▶ _Provided text_:
= = = =
Lughnasadh 2041

I am engaged in building a future for my kids out of this mess of a present, largely created by my parents’ generation. One of the most wearing aspects of this project is not giving in to despair. Merely seeing what might be good — or even survivable — is difficult. So from time to time I write stories that might be true in the future. This is a near-future harvest season reverie, perhaps a diary entry from a typical mid-century Vermont householder. There are many similarities with today, though you might notice the weather is changed.

It is Lughnasadh season and the full Hay Moon. Hay-making and grain harvest are largely behind us — though maize is still to come, and sweet corn is a daily harvest along with the cucumbers, beans and peppers that flow out of the garden in trencher-fulls. Herbs are mostly cut and drying wherever there is dry air space to hang them. Garlic and onions are curing in the conservatory heat. The potatoes are in sand in the cold cellar. Strawberries, early raspberries, cherries, peaches, and plums are turned into jewel-toned jams in the basement. Tomatoes are joining them eight pints at a time — whole, sauce, and chutney. The summer squash and eggplant are being churned into frozen breads and casseroles. The blossoms on the winter squash are being turned into beer-battered fritters. It is almost time to seed the garden for fall foods. Peas, carrots, broccoli, cauliflower, and cabbages. Probably some rutabagas and radishes. It’s time to pay close attention to the apple trees. Some may be coming ripe already, but these early fruiting varieties are usually just good for sauce. And maybe not even that. They’re really best at pollinating the autumn harvest.

It is blueberry season. Time to climb the hills and gather the wild berries. And maybe search out some mushrooms and sweetgrass while there. In the orchard the blueberry hedge is busy. The ripening fruits range from lime green hard nuggets to fat musty blue water balloons. The birds and rodents are generally defeating our best efforts to keep them off. The rodents, at least, don’t like chile oil sprayed on the fruits. But then neither do most humans. The birds don’t care about taste. They just know that dark, juicy fruit means sugar. So it’s hard to keep them off without netting, and netting injures more than it dissuades. Plus, humans can’t harvest through the nets. In truth, beaks and claws are better than fingers for getting through the mesh. But taking the netting off to pick the berries often means it doesn’t go back on — and a rather annoying number of twigs, leaves and unripe berries fall off in the removal.

It is time to start the culling if there are spring-born animals. Or just irritating males. Most of the little ones are weaned and have feathers and are ready to be adults. It’s time to decide how many can be winter fed. Not many. Goats will turn into too many in just half a year if left to their own devices. Sheep depend upon us to manage their numbers, as we manage the rest of their lives. They’ve co-evolved to be utterly dependent upon humans. Good in many ways, but this means they seem to have a death wish that is really the evidence of human error. Chickens tend to die in the summer stress of heat, dehydration, and daily egg production. So they have problems with reproduction on the other end of the scale. It is the extremely sad time of separating the calves from their mothers. They’re mostly independent now, but like all youngsters they love Mama best. Some farms don’t let them drink mother’s milk at all — mostly to avoid these weeks of selling off the yearlings and listening to the cries of bereft cows. But homesteaders don’t usually have the option of bottle-feeding a calf in the midst of the growing season. So this is the annual black mark on eating dairy. And nobody who has ever lived through this season would claim it mere sentimentality to loathe this task.
= = = =
▶ _Dataset extract_:
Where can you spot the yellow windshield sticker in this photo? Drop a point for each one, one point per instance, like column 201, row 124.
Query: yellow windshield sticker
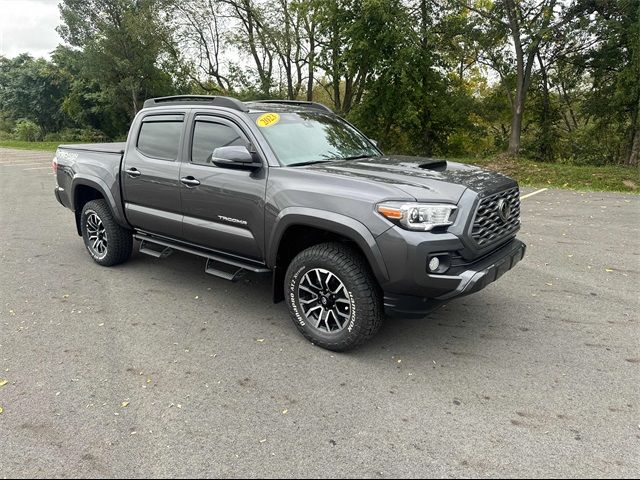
= = = =
▶ _Set task 1_:
Transcribe the passage of the Lughnasadh essay starting at "I am engaged" and ending at "weather is changed.".
▶ _Set task 2_:
According to the Lughnasadh essay, where are the potatoes being kept?
▶ _Set task 3_:
Write the next part of the Lughnasadh essay, picking up after its final sentence.
The data is not required for any of this work.

▶ _Written response 1_:
I am engaged in building a future for my kids out of this mess of a present, largely created by my parents’ generation. One of the most wearing aspects of this project is not giving in to despair. Merely seeing what might be good — or even survivable — is difficult. So from time to time I write stories that might be true in the future. This is a near-future harvest season reverie, perhaps a diary entry from a typical mid-century Vermont householder. There are many similarities with today, though you might notice the weather is changed.

▶ _Written response 2_:
In sand in the cold cellar.

▶ _Written response 3_:
It is fair season. Time to gather for parties, light-hearted contests, and serious marketing. Those yearling animals are sold — some to lead productive lives on other farms, others to fill freezers and bellies. All the jars of jams and preserves are arranged on cloth-covered tables with bouquets of cosmos, zinnias, Queen Anne’s lace, lavender, and sunflowers. Soaps are piled in mounds like glistening candy that scents the whole market in lavender, rose and mint. Bushel baskets of vegetables and fruits are set out along the roads in self-serve stands that are never depleted. Crafts of all sorts join the produce — bright wreaths of dried herbs, grasses, and flowers woven into wild grape vine; oils and creams for skin and hair; woven baskets and bright clay pots, trinkets and adornments, fresh linens and fine clothing made months ago in the winter dark now shimmer seductively in the sunlight. Ferments of all sorts fill up crates and disappear into the crowds by noon. And breads! The piles of pastries and donuts and quick breads and sourdough loaves are mountainous! There is music in every market. Fiddlers and song-weavers. Flutes and guitars. The occasional accordion. Then there is the music of laughter and peddling wares and flirtation. Squashes are compared for size. Bushels of sweet corn are hefted off truck-beds merely to impress onlookers. Awards are bestowed on the best of everything, with shining ribbons and stamped plaques adorning every market stand. Everyone is best at something. Though nobody truly wants to be known as the Cabbage Queen.

It is the season of the bear. All the furred and feathered denizens of our neighborhood are gathering food stores in a mad frenzy. The woodchucks are lumbering rolls of fat that hardly move twenty meters in a day. The rabbits and squirrels are frenetic. The birds are hungry, hungry, hungry! Fledglings are loudly wondering why mom and pop are no longer bringing them food. The bear is already sleepy but she still is focused enough to eat an entire row of unripe apples. One wonders what hibernation dreams that will produce! The deer are just a plague in the sweet corn; they don’t even eat most of what they destroy. Lucky the coy-wolves are a strong pack now or we’d not eat.

It is scowling sun season. The weeds are rampant and the insects ravening. Rodents and deer are stealing every last unprotected morsel of garden food. Birds are carrying off all the fruits and seeds. The ditch herbs like St John’s Wort, wild carrots, dock, and mullein are turning from cheering yellow and white flowers to rather menacing ragged and rusty seed-pods. Ragweed is even more ominous as this is where those nose-passage irritants come from, a billion pollen grains a season for every plant. At least the goldenrod and asters are starting to bloom. The heat is infernal, and the breeze has died. It is sticky with humidity, and even the lightest labor drenches the body in sweat that never dries. The sunlight — which was so welcome in spring and early summer — is now scorching, a baleful glare in the white skies. At least the days are shortening.

But it is also storm season. This has its hazards — flood, lightning strike fires, wind — but the stormy weather cools off the air somewhat and clears it of all the pests and irritants. Breathing is easier after the lightning spear is tossed into the sun. And the wafting scent of rain on the newly exposed garden soil is intoxicating!

All in all, Lughnasadh is a good time!

All shall be well and all shall be well and all manner of things shall be well.